The defense sector is lighting up with growth potential, driven by escalating defense spending and the integration of cutting-edge technologies into military operations. Amid this booming landscape, Leidos Holdings Inc. (LDOS) is perfectly poised to capitalize on the sector's dynamic momentum. But first, let us dive into the industry dynamics.
Technological advancements such as artificial intelligence are transforming modern warfare. When paired with immersive training programs involving augmented reality (AR) and virtual reality (VR), the sector is aligning itself with the most innovative technological trends, ensuring it stays ahead of the curve in global defense strategies.
That said, the U.S. government has rolled out a variety of supportive initiatives, with President Joe Biden making history by issuing the first-ever National Security Memorandum on Artificial Intelligence. This order directs the U.S. military and intelligence agencies to integrate and deploy artificial intelligence.

> _Extracted entries_:
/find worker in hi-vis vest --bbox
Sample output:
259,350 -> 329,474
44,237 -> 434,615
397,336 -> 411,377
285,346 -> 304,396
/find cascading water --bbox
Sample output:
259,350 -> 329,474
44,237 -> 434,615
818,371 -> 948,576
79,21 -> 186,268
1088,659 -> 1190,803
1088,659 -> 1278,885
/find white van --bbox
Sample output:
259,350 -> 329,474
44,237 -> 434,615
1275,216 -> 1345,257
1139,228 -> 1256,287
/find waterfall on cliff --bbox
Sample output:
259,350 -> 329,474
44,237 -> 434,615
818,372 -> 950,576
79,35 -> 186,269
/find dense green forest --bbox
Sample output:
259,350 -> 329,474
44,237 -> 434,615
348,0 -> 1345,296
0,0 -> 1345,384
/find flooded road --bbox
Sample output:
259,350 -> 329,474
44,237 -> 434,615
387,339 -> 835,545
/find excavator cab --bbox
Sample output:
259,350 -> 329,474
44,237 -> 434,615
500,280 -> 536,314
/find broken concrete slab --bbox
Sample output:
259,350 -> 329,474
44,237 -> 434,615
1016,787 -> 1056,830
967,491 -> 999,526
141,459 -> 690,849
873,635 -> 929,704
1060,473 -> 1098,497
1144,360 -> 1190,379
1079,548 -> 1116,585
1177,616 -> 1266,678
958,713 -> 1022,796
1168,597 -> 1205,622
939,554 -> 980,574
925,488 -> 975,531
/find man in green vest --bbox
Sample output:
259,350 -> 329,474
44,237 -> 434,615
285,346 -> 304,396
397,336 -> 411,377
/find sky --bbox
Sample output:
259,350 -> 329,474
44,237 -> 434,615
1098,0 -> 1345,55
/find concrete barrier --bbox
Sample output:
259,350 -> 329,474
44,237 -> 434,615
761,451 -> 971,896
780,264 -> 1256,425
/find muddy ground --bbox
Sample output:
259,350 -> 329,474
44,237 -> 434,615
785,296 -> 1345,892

> _Objective_: In the text on the defense sector, what document did President Joe Biden issue?

> _Task response_: The first-ever National Security Memorandum on Artificial Intelligence.